## BEGIN Text excerpt

Business was so good he was looking for an investment in 1928 when the government started selling some prairie land in South Dakota. He went to South Dakota and purchased 320 acres and leased other land from the Pine Ridge Indian Reservation, bought another Caterpillar and a 12 bottom sod plow to break the sod on the land. The nearest market was Gordon Nebr. To get there required traveling over 4 miles of trail road to Batesland S.D. and then 30 miles of graded dirt road to Gordon Nebr.

He realized that some grain storage would be needed on the place so he hired a crew of carpenters and built what at the time was a good size grain elevator, the lumber. cement, etc. to build the elevator was hauled from Hot Springs S.D. over a 100 miles away. Water was hauled from a school house well a quarter mile away.

While building the elevator the crew lived in tents and Mother cooked for the crew on an outside camp stove.

It was always intended that trips would be made to S.D. to plant and harvest and return to Nebr. each year, to the road business. For a place to camp during harvest a window and a loft was added to the corner grain bin. The first harvest was in 1929, for the harvest he bought a new 16 foot Nichols & Shepard combine and 3 new 1929 Chevrolet trucks. The first harvest was flax and wheat. His nephews, Levi Roth and Ray Roth, each received one of the trucks after the harvest as part of their wages for their work. The stock market crash and bank failures of 1929, followed by the depression and dust bowl drought of the 1930?s, affected both the road business and the farm. The next few years a trip was made to South Dakota each year to plant and harvest, but crops were poor and either lost money or barely paid expenses. The next year or two road work was very slow.

## END Text excerpt
## BEGIN Information supplied

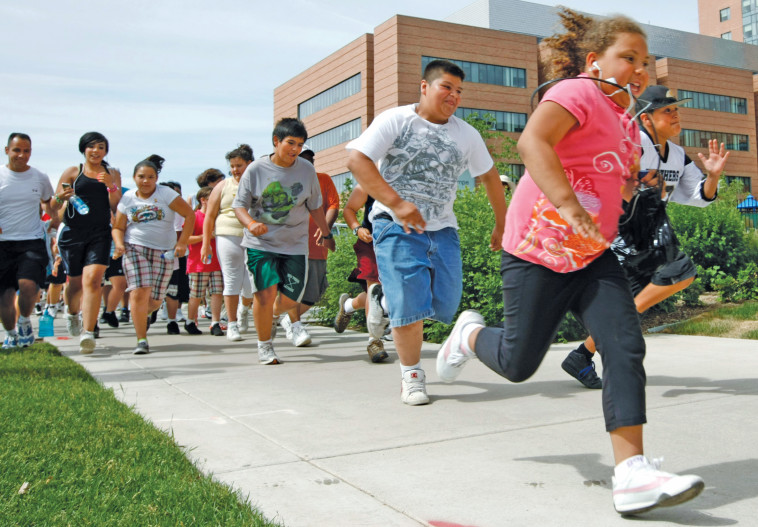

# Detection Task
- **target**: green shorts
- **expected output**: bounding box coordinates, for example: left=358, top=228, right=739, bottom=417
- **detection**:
left=247, top=248, right=308, bottom=302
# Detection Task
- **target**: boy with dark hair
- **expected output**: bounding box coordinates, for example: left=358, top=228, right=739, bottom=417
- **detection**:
left=233, top=118, right=334, bottom=364
left=347, top=60, right=506, bottom=405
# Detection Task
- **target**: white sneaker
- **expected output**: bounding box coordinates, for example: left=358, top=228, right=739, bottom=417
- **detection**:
left=79, top=331, right=95, bottom=355
left=226, top=322, right=242, bottom=342
left=400, top=370, right=429, bottom=406
left=366, top=284, right=390, bottom=339
left=288, top=319, right=311, bottom=348
left=258, top=342, right=281, bottom=364
left=279, top=315, right=292, bottom=340
left=237, top=301, right=250, bottom=333
left=437, top=309, right=484, bottom=382
left=612, top=456, right=705, bottom=514
left=66, top=313, right=82, bottom=337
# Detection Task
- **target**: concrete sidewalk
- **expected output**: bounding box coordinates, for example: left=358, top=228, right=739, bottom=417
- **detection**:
left=50, top=319, right=758, bottom=527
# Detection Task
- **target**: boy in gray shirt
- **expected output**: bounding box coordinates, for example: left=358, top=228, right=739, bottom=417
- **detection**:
left=233, top=118, right=335, bottom=364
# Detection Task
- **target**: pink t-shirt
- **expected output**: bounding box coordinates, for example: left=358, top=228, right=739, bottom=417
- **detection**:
left=503, top=76, right=640, bottom=273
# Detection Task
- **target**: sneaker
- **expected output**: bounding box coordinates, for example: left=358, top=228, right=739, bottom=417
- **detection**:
left=79, top=331, right=95, bottom=355
left=16, top=320, right=34, bottom=348
left=100, top=311, right=118, bottom=328
left=334, top=293, right=353, bottom=333
left=66, top=313, right=82, bottom=337
left=612, top=456, right=705, bottom=514
left=437, top=309, right=484, bottom=382
left=366, top=284, right=390, bottom=339
left=366, top=339, right=389, bottom=364
left=237, top=302, right=250, bottom=333
left=3, top=331, right=18, bottom=349
left=211, top=322, right=224, bottom=337
left=400, top=370, right=429, bottom=406
left=279, top=315, right=297, bottom=346
left=258, top=342, right=281, bottom=364
left=226, top=322, right=242, bottom=342
left=132, top=340, right=150, bottom=355
left=561, top=349, right=603, bottom=390
left=292, top=324, right=311, bottom=348
left=184, top=322, right=203, bottom=335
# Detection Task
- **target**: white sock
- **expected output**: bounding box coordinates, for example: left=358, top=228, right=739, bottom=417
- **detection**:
left=461, top=324, right=484, bottom=353
left=400, top=361, right=421, bottom=373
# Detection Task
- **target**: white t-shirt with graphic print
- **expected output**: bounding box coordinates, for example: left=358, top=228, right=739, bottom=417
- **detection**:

## END Information supplied

■ What is asked
1. Answer these from the South Dakota farm text:
(a) How many acres did he buy in South Dakota?
(b) From what town was the material for the elevator hauled?
(c) What crops made up the first harvest?
2. Set down the records word for word, starting at the beginning of the records and ending at the line that contains "left=347, top=60, right=506, bottom=405", with both of those lines included. Leave the pictures out of your answer.

■ Full answers
1.
(a) 320 acres
(b) Hot Springs S.D.
(c) Flax and wheat

2.
# Detection Task
- **target**: green shorts
- **expected output**: bounding box coordinates, for example: left=358, top=228, right=739, bottom=417
- **detection**:
left=247, top=248, right=308, bottom=302
# Detection Task
- **target**: boy with dark hair
- **expected output**: bounding box coordinates, for example: left=358, top=228, right=739, bottom=417
- **detection**:
left=233, top=118, right=334, bottom=364
left=347, top=60, right=506, bottom=405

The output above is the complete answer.